Task statement: Would you output the entries below only from the line containing "Where can you spot the silhouetted" through the line containing "Target: red poppy flower", exactly as they stand and with both ends included?
___ Information shown
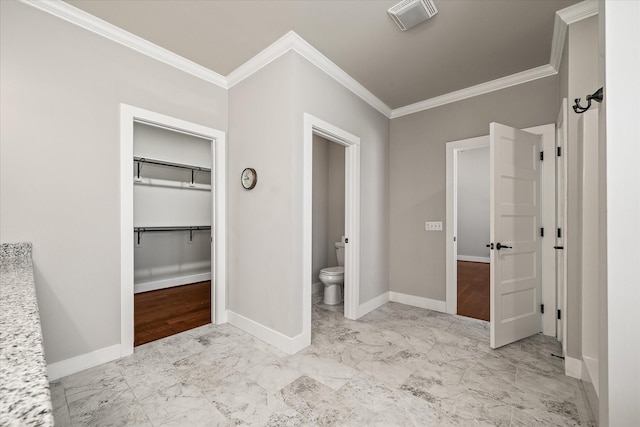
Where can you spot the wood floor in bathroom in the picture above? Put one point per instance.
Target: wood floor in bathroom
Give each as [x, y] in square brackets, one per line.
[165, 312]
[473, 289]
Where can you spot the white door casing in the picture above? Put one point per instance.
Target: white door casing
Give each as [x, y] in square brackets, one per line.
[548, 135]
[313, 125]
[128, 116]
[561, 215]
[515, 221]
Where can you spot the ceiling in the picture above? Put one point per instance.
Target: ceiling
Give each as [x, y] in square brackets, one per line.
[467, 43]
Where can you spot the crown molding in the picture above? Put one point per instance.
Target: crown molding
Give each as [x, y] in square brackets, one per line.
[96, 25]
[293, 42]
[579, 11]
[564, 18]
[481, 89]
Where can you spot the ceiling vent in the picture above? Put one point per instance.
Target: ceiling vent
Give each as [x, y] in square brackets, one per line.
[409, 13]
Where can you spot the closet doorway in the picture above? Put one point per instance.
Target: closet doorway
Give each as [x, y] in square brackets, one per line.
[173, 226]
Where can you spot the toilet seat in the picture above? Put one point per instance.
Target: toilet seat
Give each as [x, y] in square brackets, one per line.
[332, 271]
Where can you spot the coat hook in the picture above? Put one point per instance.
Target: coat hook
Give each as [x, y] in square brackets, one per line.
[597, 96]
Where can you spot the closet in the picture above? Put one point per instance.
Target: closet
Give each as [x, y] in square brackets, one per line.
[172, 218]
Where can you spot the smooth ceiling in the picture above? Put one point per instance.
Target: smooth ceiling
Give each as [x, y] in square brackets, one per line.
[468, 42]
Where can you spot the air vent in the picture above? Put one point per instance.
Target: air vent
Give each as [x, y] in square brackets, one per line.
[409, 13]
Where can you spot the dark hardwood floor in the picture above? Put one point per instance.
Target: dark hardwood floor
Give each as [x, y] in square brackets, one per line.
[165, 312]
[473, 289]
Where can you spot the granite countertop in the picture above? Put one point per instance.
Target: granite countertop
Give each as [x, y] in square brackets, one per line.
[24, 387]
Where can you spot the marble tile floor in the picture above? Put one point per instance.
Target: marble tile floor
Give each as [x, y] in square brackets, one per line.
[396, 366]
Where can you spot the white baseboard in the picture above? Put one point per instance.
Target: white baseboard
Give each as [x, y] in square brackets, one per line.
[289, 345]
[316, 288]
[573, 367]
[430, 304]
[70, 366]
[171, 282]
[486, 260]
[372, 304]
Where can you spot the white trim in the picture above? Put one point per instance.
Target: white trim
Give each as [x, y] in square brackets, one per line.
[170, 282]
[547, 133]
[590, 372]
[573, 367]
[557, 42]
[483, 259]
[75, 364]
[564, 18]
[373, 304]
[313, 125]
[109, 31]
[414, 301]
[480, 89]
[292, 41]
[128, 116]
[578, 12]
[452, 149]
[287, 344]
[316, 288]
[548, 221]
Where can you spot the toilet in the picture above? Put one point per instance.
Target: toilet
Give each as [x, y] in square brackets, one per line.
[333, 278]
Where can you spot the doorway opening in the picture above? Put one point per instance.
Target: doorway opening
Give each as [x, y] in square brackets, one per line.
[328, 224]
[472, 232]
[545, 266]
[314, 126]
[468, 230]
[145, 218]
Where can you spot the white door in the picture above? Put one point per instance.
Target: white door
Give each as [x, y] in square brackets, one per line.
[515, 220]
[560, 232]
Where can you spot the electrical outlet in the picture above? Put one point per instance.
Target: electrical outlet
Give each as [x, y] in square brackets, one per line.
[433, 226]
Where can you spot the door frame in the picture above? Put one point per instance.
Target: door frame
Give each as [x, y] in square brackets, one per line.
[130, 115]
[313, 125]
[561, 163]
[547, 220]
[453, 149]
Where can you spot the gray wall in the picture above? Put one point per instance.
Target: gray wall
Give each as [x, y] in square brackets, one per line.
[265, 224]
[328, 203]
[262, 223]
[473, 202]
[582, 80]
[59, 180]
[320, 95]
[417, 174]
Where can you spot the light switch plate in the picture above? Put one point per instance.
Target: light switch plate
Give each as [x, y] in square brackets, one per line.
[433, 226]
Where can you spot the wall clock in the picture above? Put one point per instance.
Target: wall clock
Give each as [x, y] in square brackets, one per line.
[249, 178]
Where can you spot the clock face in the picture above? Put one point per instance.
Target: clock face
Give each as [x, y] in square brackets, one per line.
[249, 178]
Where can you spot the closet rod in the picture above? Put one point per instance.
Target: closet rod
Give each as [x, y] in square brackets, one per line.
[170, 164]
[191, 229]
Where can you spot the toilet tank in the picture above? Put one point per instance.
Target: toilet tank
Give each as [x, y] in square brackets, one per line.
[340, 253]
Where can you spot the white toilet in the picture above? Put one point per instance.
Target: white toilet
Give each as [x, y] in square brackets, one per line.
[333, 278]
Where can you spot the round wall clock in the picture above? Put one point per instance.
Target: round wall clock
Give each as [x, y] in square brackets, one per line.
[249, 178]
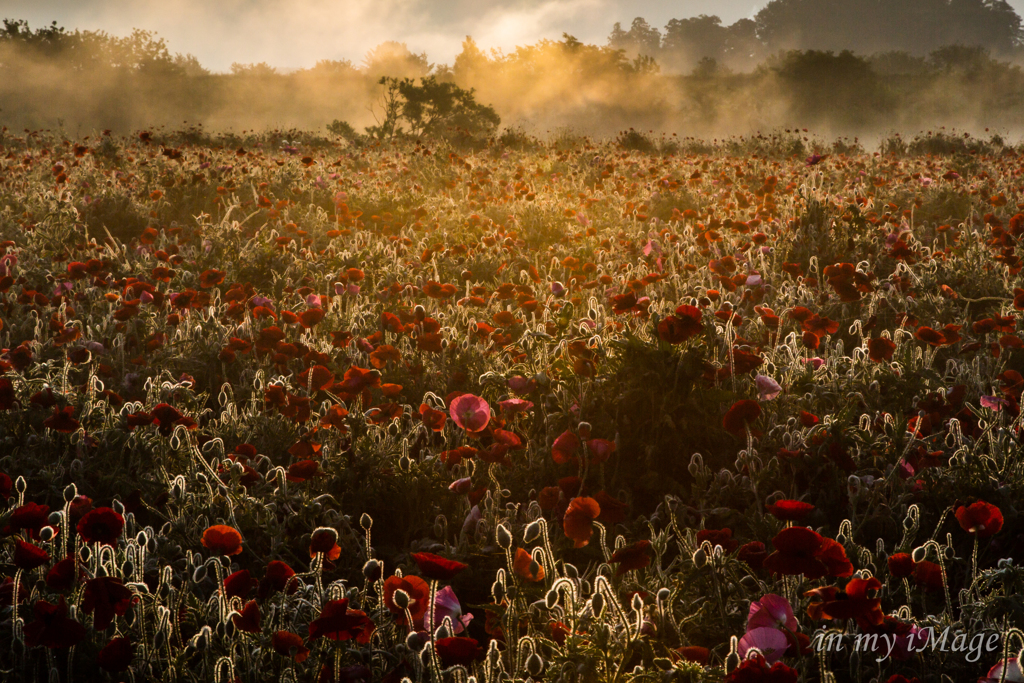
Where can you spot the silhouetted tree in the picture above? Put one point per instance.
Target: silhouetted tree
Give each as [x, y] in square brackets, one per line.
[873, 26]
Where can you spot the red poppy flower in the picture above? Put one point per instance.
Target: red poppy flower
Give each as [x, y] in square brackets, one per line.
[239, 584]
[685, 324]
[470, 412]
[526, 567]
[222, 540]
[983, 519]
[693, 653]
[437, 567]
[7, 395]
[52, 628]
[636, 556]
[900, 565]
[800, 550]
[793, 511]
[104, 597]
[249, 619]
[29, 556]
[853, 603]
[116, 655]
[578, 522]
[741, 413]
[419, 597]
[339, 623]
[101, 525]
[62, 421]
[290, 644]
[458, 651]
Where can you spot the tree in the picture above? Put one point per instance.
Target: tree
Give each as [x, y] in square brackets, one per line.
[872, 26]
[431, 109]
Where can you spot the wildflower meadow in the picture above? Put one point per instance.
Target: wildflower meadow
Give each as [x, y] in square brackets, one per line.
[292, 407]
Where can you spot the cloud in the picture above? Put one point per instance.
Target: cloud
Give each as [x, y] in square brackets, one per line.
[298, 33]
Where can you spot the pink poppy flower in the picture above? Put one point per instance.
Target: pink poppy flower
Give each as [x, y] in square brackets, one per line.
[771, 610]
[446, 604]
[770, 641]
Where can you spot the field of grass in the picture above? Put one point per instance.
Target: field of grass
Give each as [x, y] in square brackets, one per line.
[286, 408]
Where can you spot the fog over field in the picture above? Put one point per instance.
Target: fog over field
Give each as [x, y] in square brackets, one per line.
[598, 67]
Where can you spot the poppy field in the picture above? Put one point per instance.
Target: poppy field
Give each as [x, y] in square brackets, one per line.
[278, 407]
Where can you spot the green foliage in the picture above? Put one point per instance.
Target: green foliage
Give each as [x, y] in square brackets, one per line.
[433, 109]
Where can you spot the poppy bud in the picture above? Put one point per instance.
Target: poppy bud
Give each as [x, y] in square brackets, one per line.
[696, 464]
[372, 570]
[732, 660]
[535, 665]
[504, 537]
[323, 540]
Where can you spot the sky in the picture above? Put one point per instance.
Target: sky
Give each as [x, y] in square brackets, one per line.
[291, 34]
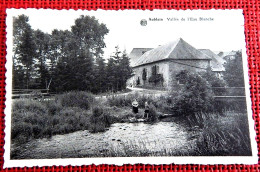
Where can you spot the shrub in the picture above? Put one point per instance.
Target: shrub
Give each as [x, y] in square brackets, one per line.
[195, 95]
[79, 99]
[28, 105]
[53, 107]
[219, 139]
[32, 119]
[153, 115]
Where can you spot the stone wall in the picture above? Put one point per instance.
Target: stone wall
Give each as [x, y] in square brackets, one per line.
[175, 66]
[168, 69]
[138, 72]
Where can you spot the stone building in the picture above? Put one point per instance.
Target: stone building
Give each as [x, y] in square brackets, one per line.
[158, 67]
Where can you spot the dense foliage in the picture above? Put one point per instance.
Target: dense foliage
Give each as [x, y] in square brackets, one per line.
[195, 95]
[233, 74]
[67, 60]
______
Answer below:
Where can you spot the silhouetted tree in the picture above? Put one point per instance.
Target: silhouetted tree
Give each as [x, y] in square brackets, one per line.
[873, 26]
Where can you spot the red poppy flower in the picture above? Put one point per instance.
Target: red poppy flower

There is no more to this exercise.